## Goal of the exercise
Given the records below, transcribe each of them exactly.

• • • • • • •

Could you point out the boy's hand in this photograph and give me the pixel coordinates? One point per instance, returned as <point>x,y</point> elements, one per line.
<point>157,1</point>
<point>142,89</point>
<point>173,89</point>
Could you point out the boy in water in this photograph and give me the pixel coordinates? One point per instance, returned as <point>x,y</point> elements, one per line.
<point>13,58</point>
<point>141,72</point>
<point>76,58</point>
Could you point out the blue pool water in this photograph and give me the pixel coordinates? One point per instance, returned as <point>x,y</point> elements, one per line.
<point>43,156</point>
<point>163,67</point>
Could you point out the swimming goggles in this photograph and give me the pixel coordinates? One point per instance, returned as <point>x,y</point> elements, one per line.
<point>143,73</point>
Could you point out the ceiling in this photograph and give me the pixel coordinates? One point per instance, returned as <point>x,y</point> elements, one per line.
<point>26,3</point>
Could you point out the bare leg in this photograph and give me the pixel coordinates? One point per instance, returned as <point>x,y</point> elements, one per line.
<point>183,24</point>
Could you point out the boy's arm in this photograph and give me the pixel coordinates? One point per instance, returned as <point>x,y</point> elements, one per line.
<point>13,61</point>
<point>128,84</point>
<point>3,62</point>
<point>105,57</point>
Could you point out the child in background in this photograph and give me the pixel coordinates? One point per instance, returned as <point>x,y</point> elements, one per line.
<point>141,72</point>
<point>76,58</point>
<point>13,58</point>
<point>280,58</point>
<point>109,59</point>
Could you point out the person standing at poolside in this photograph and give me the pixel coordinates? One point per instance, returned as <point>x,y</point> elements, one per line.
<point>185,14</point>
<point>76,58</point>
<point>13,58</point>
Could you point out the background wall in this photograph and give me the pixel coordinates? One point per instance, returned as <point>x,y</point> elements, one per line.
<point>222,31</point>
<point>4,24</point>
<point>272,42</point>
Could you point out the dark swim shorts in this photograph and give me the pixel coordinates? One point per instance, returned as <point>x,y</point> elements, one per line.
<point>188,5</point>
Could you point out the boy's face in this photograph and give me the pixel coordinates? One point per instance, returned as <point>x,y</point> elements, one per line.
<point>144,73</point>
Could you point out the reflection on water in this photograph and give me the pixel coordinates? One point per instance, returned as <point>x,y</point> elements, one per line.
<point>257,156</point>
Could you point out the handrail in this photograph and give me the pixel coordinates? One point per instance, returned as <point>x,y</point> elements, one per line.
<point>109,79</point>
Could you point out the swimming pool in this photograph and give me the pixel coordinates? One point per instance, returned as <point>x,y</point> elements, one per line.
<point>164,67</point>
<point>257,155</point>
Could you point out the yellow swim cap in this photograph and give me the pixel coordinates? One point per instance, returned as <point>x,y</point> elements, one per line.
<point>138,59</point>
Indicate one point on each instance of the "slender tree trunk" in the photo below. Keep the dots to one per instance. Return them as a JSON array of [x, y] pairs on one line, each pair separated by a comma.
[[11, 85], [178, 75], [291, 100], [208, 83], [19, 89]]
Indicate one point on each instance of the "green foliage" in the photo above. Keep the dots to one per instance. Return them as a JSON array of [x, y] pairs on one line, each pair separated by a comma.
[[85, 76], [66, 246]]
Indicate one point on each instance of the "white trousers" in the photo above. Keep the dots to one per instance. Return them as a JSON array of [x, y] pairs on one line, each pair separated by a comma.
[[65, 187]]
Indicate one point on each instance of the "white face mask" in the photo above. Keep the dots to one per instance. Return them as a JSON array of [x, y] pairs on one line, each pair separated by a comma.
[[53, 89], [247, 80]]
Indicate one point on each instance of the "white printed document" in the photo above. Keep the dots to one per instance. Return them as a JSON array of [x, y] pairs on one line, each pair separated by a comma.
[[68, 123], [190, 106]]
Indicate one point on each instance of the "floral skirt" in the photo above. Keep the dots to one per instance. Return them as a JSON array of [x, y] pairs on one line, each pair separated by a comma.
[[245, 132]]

• • • • • • •

## Exercise solution
Could you point out the boy's hand in this photograph and give me the pixel coordinates? One point per instance, returned as <point>x,y</point> elements, one per line.
<point>157,1</point>
<point>142,89</point>
<point>173,89</point>
Could you point out the boy in water in this photograph and give me the pixel coordinates? One point per instance, returned as <point>x,y</point> elements, one per line.
<point>13,58</point>
<point>141,72</point>
<point>76,58</point>
Could you point out the blue pool water in this photograph and give me the pixel coordinates? One point per instance, returned as <point>x,y</point> elements, one per line.
<point>43,156</point>
<point>163,67</point>
Could you point out the swimming goggles in this photograph and give me the pixel coordinates? One point per instance, returned as <point>x,y</point> elements, one per line.
<point>143,73</point>
Could you point out the ceiling in this photograph and give me the pixel coordinates? One point per instance, returned as <point>x,y</point> elements, one per line.
<point>26,3</point>
Could you point out the bare leg in this photograph and give me the pixel coordinates? One point per instance, returned as <point>x,y</point> elements, one per line.
<point>183,24</point>
Could you point out the boy's arm in this photograph and give me the pixel coordinates? One point per instance, returned as <point>x,y</point> elements, one per line.
<point>13,61</point>
<point>128,84</point>
<point>3,62</point>
<point>105,57</point>
Could you point out the child in background in this photograph and give me the pixel coordinates? One point per instance, returned as <point>x,y</point> elements, one per line.
<point>141,72</point>
<point>76,58</point>
<point>13,58</point>
<point>280,58</point>
<point>109,59</point>
Could you point out the person standing at poolside in this photograph and give me the pixel coordinates? One point per instance, returned as <point>x,y</point> elements, one per line.
<point>185,14</point>
<point>76,58</point>
<point>13,58</point>
Could you point out the background wall in this photograph and give me the pixel coordinates? One point per instance, returned as <point>x,y</point> elements, one per line.
<point>222,31</point>
<point>4,24</point>
<point>272,42</point>
Could you point out the dark swim shorts in this photograph and give me the pixel coordinates? One point per instance, returned as <point>x,y</point> elements, one per line.
<point>188,5</point>
Could you point out the boy's face in this photograph and give me the pixel coordinates? One point per instance, returned as <point>x,y</point> elements, one per line.
<point>144,73</point>
Could you point out the reflection on water in this photograph and give me the pixel coordinates? One point per instance, returned as <point>x,y</point> elements, one per line.
<point>257,156</point>
Could you point out the handrail in this photograph and give me the pixel coordinates? One point per instance, returned as <point>x,y</point> elements, one per line.
<point>109,79</point>
Could you point out the swimming pool in this photograph and give me the pixel coordinates? One point per instance, returned as <point>x,y</point> elements, one per line.
<point>164,67</point>
<point>257,155</point>
Could you point out the yellow swim cap in this photograph and give me the pixel coordinates? One point per instance, returned as <point>x,y</point> elements, one per line.
<point>138,59</point>
Indicate one point on each instance of the "slender tree trunk" in the photo below. Keep the dots to one per instance. Return them as a JSON array of [x, y] pairs on one line, each pair separated by a comma.
[[11, 85], [178, 75], [291, 100], [208, 83], [19, 89]]
Indicate one point on each instance of the "green foliage" in the photo above. Keep the dots to one per instance. Return them as a JSON array of [x, y] pairs on one line, each pair separated by a comma.
[[85, 76], [66, 246]]
Indicate one point on each instance of the "white trousers" in the photo above. Keep the dots to one per instance. Return them as a JSON array of [x, y] pairs on one line, each pair separated by a comma.
[[65, 187]]
Indicate one point on each instance of the "white face mask" in the photo above. Keep the dots to one per instance. Return them as a JSON array of [x, y] pairs on one line, each pair separated by a comma.
[[53, 89], [247, 80]]
Indicate one point on each instance of the "white printed document" in the photo above. Keep the dots to one per instance. Return them as a JSON array of [x, y] pairs on one line, each pair separated by a comma.
[[68, 123], [190, 106]]
Indicate one point on each instance of the "floral skirt" in the photo above. Keep the dots to one per instance. Return them as a JSON array of [x, y] pairs on one line, each pair separated by a comma.
[[245, 132]]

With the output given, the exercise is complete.